* [WHAT YOU NEED TO DO]: Repeat, exactly and completely, the material that follows. Omit the pictures.

Entries from a pointing dataset
□ □ □ □ □ □ □
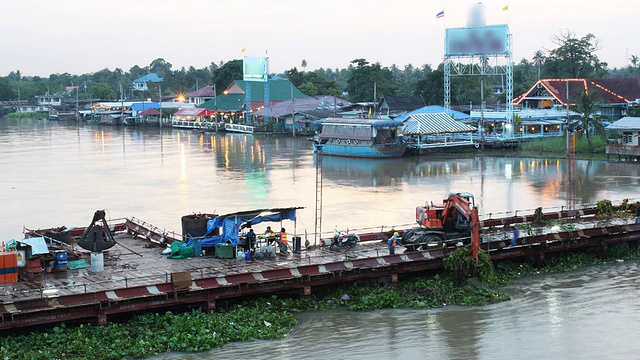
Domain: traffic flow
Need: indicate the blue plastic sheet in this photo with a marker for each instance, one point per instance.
(232, 224)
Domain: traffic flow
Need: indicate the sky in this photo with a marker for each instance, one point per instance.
(43, 37)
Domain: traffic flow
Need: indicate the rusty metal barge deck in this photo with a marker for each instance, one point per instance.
(131, 283)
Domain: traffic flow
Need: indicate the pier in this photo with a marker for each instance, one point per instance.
(138, 277)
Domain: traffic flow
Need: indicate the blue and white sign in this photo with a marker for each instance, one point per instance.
(480, 40)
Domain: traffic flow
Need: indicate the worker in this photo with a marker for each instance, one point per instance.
(284, 250)
(269, 235)
(251, 239)
(393, 242)
(516, 234)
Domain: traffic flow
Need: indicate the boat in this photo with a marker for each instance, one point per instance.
(237, 128)
(368, 138)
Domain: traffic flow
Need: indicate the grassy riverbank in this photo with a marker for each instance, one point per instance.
(557, 146)
(272, 318)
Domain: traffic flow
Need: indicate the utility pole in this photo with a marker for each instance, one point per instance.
(215, 105)
(482, 113)
(567, 121)
(293, 113)
(160, 95)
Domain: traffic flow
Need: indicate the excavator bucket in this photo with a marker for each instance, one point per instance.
(475, 233)
(97, 237)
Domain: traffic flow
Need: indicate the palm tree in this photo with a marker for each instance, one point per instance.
(538, 57)
(587, 105)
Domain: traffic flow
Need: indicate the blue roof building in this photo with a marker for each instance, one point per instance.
(433, 109)
(140, 84)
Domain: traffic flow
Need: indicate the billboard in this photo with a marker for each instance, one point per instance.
(255, 68)
(478, 40)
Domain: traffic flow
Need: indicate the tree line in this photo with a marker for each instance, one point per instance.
(573, 57)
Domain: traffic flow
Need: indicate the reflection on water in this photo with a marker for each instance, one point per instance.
(59, 174)
(587, 314)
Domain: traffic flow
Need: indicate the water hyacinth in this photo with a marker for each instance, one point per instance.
(270, 318)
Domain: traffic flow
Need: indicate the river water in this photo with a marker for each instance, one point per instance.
(58, 174)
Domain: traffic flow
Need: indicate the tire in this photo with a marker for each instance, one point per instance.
(430, 239)
(407, 235)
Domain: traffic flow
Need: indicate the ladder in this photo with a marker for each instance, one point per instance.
(318, 215)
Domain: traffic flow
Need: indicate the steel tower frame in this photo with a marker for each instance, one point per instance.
(482, 65)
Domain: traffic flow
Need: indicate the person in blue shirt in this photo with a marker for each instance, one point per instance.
(251, 239)
(516, 234)
(393, 242)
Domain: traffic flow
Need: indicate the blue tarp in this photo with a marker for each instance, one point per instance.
(145, 105)
(232, 224)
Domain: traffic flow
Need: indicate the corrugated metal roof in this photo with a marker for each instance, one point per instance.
(626, 123)
(435, 109)
(38, 245)
(153, 77)
(435, 123)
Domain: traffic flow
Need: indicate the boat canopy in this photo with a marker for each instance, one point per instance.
(375, 123)
(232, 224)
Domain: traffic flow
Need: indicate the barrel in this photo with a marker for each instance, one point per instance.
(8, 267)
(97, 261)
(197, 247)
(297, 244)
(195, 225)
(60, 263)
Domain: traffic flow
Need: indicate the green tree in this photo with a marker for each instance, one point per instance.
(308, 88)
(587, 105)
(102, 91)
(364, 77)
(574, 57)
(6, 90)
(227, 73)
(538, 58)
(296, 77)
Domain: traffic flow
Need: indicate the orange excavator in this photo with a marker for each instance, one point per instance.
(454, 221)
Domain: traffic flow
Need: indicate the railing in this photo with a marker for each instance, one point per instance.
(619, 149)
(246, 129)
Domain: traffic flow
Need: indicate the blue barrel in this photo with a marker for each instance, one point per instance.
(197, 247)
(60, 263)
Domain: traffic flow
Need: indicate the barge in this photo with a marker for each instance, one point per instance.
(137, 276)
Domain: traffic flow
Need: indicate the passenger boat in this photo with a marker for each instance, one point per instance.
(369, 138)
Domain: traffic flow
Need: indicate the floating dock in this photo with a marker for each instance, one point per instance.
(138, 277)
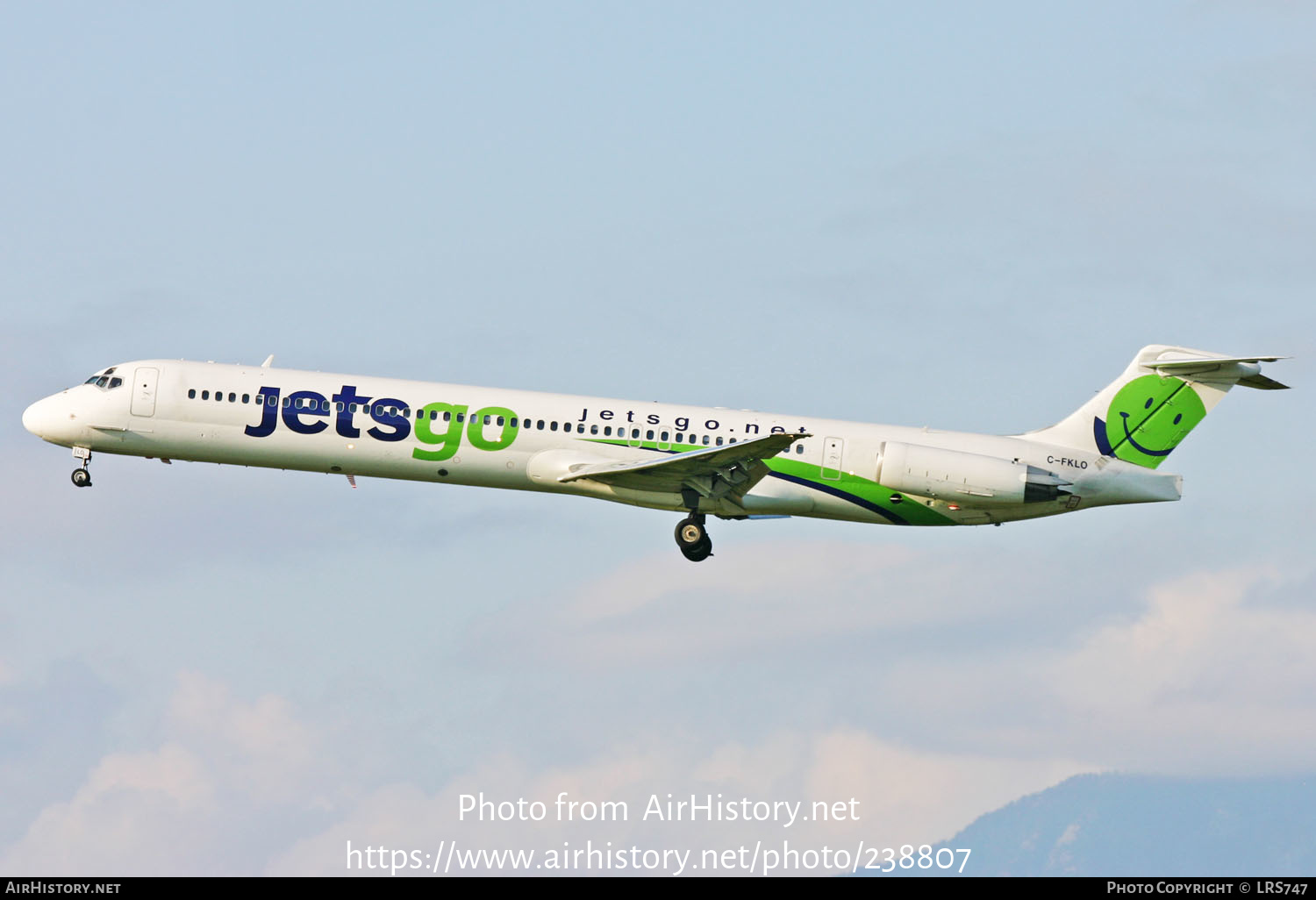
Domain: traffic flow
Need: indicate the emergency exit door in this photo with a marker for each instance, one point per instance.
(832, 450)
(144, 391)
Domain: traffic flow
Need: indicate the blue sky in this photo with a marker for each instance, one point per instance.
(965, 218)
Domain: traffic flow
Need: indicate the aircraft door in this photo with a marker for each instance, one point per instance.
(832, 452)
(144, 391)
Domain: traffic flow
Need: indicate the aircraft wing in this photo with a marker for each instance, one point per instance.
(711, 471)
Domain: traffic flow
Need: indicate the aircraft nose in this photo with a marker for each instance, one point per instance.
(41, 418)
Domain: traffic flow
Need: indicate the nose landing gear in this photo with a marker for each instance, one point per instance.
(82, 476)
(692, 539)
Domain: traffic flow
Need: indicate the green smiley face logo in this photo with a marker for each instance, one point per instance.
(1148, 418)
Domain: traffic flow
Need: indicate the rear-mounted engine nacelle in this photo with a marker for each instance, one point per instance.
(966, 479)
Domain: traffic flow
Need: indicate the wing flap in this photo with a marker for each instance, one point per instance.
(711, 471)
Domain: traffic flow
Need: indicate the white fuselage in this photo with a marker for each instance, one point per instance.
(523, 439)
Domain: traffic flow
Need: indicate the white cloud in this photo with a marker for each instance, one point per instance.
(903, 796)
(195, 804)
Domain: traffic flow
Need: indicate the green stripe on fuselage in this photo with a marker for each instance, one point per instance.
(853, 486)
(910, 511)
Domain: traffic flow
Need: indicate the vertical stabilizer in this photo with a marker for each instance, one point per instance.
(1162, 395)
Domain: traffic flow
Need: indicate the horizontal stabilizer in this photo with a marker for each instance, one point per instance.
(1262, 383)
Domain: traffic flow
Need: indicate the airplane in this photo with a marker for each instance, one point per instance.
(691, 460)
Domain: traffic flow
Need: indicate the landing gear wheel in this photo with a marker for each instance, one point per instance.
(692, 539)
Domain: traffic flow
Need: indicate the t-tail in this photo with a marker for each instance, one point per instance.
(1144, 413)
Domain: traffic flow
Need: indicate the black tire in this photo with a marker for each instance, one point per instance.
(700, 552)
(690, 534)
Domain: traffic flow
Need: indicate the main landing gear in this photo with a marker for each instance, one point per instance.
(82, 476)
(692, 539)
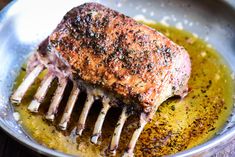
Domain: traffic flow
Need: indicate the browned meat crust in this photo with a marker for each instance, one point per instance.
(113, 51)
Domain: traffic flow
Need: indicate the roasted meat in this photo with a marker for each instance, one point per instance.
(132, 65)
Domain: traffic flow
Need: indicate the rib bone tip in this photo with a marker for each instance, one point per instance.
(33, 107)
(63, 126)
(79, 132)
(94, 138)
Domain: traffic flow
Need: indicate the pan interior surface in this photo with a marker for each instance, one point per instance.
(211, 21)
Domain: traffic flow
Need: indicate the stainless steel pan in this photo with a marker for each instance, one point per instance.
(23, 24)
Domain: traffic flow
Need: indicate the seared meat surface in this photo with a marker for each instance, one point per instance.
(110, 50)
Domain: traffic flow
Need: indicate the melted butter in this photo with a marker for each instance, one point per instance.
(177, 125)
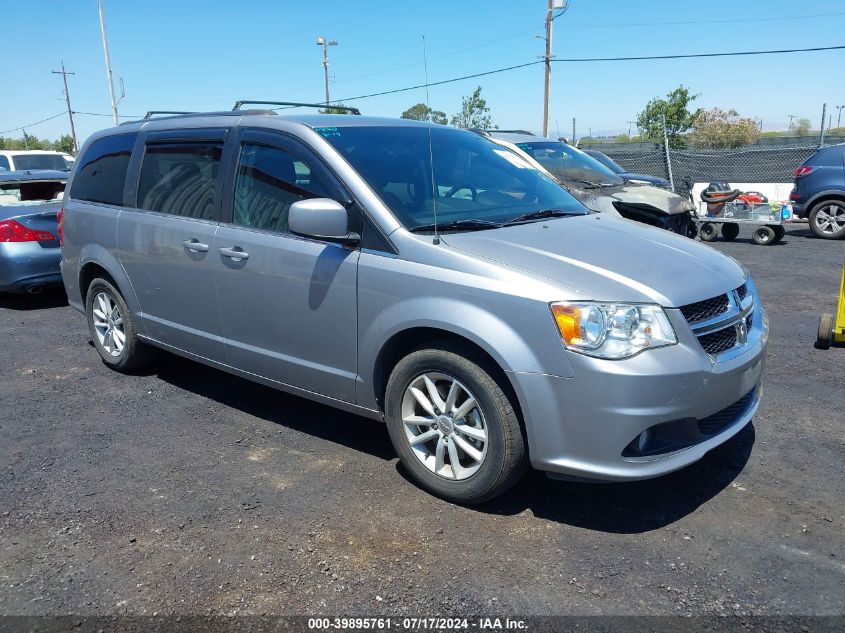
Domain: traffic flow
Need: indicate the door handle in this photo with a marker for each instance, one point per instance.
□ □ □ □ □ □ □
* [CORRECT OUTPUT]:
Domain: traffic flow
Need: indicate the blue plastic sheet in this photo with a marker for each instance, one point per instance.
(232, 224)
Domain: traffic flow
Need: indicate the sky in this photo with a marker for each instance, one point per instance.
(43, 37)
Domain: traffic flow
Need: indicate the rusty metal barge deck in this photo with a marker for each instance, one point per instance.
(131, 283)
Domain: traffic flow
Need: indicate the pier in this photo with a marker for each instance, one point per instance.
(138, 277)
Domain: traffic flow
Need: indicate the blue and white sign in this photo with a marker for each instance, one point per instance.
(480, 40)
Domain: traffic flow
Need: indicate the worker in this photo with a marker for each instance, one point per instance.
(284, 250)
(269, 235)
(251, 239)
(393, 242)
(516, 234)
Domain: traffic flow
Need: indicate the boat in this photo with a marker for each instance, one point per instance.
(237, 128)
(368, 138)
Domain: traffic flow
Need: indicate the grassy riverbank in this photo with a marker for each instance, one point per instance.
(557, 146)
(272, 318)
Domain: traffic flow
Need: indicate the utility pole in this photo with a marker for each instance, one point per instance.
(215, 105)
(482, 113)
(567, 121)
(293, 113)
(160, 95)
Domain: traffic flow
Need: indicate the excavator bucket in this photo with a marker for each instance, one point per instance.
(475, 233)
(97, 237)
Domain: traffic flow
Need: indicate the palm tree in this photo with a marker for each instance, one point per instance.
(538, 57)
(587, 105)
Domain: traffic flow
Need: indicate the blue roof building in this photo with a marker for each instance, one point per instance.
(433, 109)
(140, 84)
Domain: traffic flow
Need: indicate the billboard in this photo with a marker for each instance, one point per instance.
(255, 68)
(478, 40)
Domain: traffic flow
Need: indicate the tree line in this photo with a marker for each instance, one point per instance.
(573, 57)
Domain: traffic flow
Need: indicate the reflection on water in this photo with a marker for each instance, one point per instance.
(59, 174)
(587, 314)
Domain: traffic flow
Need: indicate the water hyacinth in this photo with a marker for each instance, one point per instance.
(270, 318)
Domain: traffic flow
Need: indicate the river water in this photo with a marker for each instance, one point per instance.
(58, 174)
Domain: traffic flow
Need: indicate the tire in this photo with a marker for each instance, one point per instance.
(430, 239)
(407, 235)
Domain: traffic flow
Need: indicate the ladder in this photo with a marker for each instance, one point per instance.
(318, 215)
Domain: traffic flow
Need: indicate the steel tower frame in this photo with a marker for each instance, one point per instance.
(482, 65)
Domain: traffic flow
Need: indicate the person in blue shirt in this photo with a marker for each instance, one point per instance.
(251, 239)
(516, 234)
(393, 242)
Domain: traffic flow
Need: indicate the blue tarp in this photo with a marker for each instance, one point per instance.
(145, 105)
(232, 224)
Domain: traffic flow
Need: indicate the corrugated metal roof in this photo with a marker for each instance, one point per instance.
(626, 123)
(435, 109)
(38, 245)
(153, 77)
(435, 123)
Domain: traffic flow
Need: indicate the boat canopy in this photo with a marker for each instance, one point per instance.
(375, 123)
(232, 224)
Domain: traffic flow
Need: indicate the barrel in this photo with a marker for each instance, one point per instance.
(8, 267)
(97, 261)
(197, 247)
(297, 244)
(195, 225)
(60, 263)
Domain: traffic flow
Need: indicate the green tree in this photo with a marker for each instance, one point per instance.
(308, 88)
(587, 105)
(102, 91)
(364, 77)
(574, 57)
(6, 90)
(227, 73)
(538, 58)
(296, 77)
Domain: traffic flow
Need: indicate the orange excavator in this photo with a marker for each instance, one point per instance.
(454, 221)
Domain: traffic flow
Need: indicate the railing in this photo with a marker for each instance, one point per instance.
(619, 149)
(246, 129)
Domain: traffic flow
Need: indicate the blue barrel in this photo with a marker for each instance, one point per instance.
(197, 247)
(60, 263)
Domain: traffic flow
Need: indicate the barge in this photo with a marker for each instance, one point per instance.
(137, 276)
Domain: traffic flow
Need: indicate the passenger boat in this photo with a marker for each instance, one point per instance.
(369, 138)
Domain: traffic flow
Need: indicate the floating dock in this photo with a marker for each instance, one point per instance.
(138, 277)
Domain: traffic flow
Need: indicate the emergency exit door in this photo with a marker for each instance, one point per instance.
(832, 450)
(144, 391)
Domain: traffic flow
Need: indicate the blue sky in this photo with a marker for each instance, one point per instance.
(965, 218)
Domain: traffic flow
Need: indicate the aircraft door in this photo with a marker for each instance, one point per instance.
(832, 452)
(144, 391)
Domain: traffic flow
Need: indicate the aircraft wing in this photo with a marker for each instance, one point per instance.
(711, 471)
Domain: traffic flow
Need: indicate the aircraft nose in this photo with a marker for each instance, one point per instance.
(41, 418)
Domain: traffic flow
Need: indicate the nose landing gear in this photo with a marker for each instance, one point per instance.
(82, 476)
(692, 539)
Domain: traffic flow
Need: indicate the green smiley face logo in this photo with a marker for each instance, one point per instance.
(1148, 418)
Domain: traffic flow
Need: indicate the rear-mounted engine nacelle in this photo with a marker for each instance, one point per instance.
(966, 479)
Domain: traffic flow
Need: indicate the wing flap in this photo with a marker for each instance, one point per instance.
(711, 471)
Domain: traffic flow
Need: indicate the white fuselage in this photo with a marker for each instance, one point per instance.
(523, 439)
Domain: traffic flow
Need: indicate the white cloud in this photo with a marker for each instance, one point per instance.
(903, 796)
(195, 804)
Domain: traffic flow
Need: indicate the green stripe on fuselage in this photo with a marker for each instance, one point per instance.
(853, 486)
(910, 511)
Domain: traffic flow
Need: indicate the vertical stabilizer in this photo with a marker for each instance, one point per instance.
(1162, 395)
Domain: traffic flow
Need: indicate the horizontal stabilizer in this photo with a marker for each instance, one point per instance.
(1262, 383)
Domain: traffic flow
Need: indicate the airplane in this photo with a marker for each instance, one point per instance.
(691, 460)
Domain: traffic flow
Need: indicate the landing gear wheel in this photo with a marker for each instance, one point per instance.
(692, 539)
Domain: traffic flow
Need: indicate the t-tail in this photo with a marker for each instance, one point per instance.
(1144, 413)
Domain: traffic flow
Need: indicate the black tire in this photo with a marker for each instance, one point per instance.
(700, 552)
(690, 534)
Domain: traffic flow
Need: indicate the main landing gear in this photo with a marker for each instance, one point per instance.
(82, 476)
(692, 539)
Domain: traffic flow
Need: indicate the browned meat crust in this photo with a marker for each instance, one point per instance.
(113, 51)
Domain: traffic flow
Need: indicate the roasted meat in this photo with a marker for each instance, one point per instance.
(132, 65)
Domain: traffic flow
Need: indicate the rib bone tip in this photo with a marker for each instance, one point per instance.
(33, 107)
(63, 126)
(79, 132)
(94, 138)
Domain: traffic flow
Need: indicate the pan interior surface in this photo with a marker for each instance, one point per instance.
(211, 21)
Domain: traffic flow
Need: indicate the stainless steel pan in this photo with a marker for each instance, one point per instance.
(23, 24)
Domain: traffic flow
Need: indicate the seared meat surface in this photo with a marker for each instance, one point per instance.
(110, 50)
Domain: traffic flow
Need: indicate the melted butter in this photo with a marker for each instance, one point per instance.
(177, 125)
Domain: traffic flow
Need: indicate the door handle in this photo with a marker for each instance, one point per instance.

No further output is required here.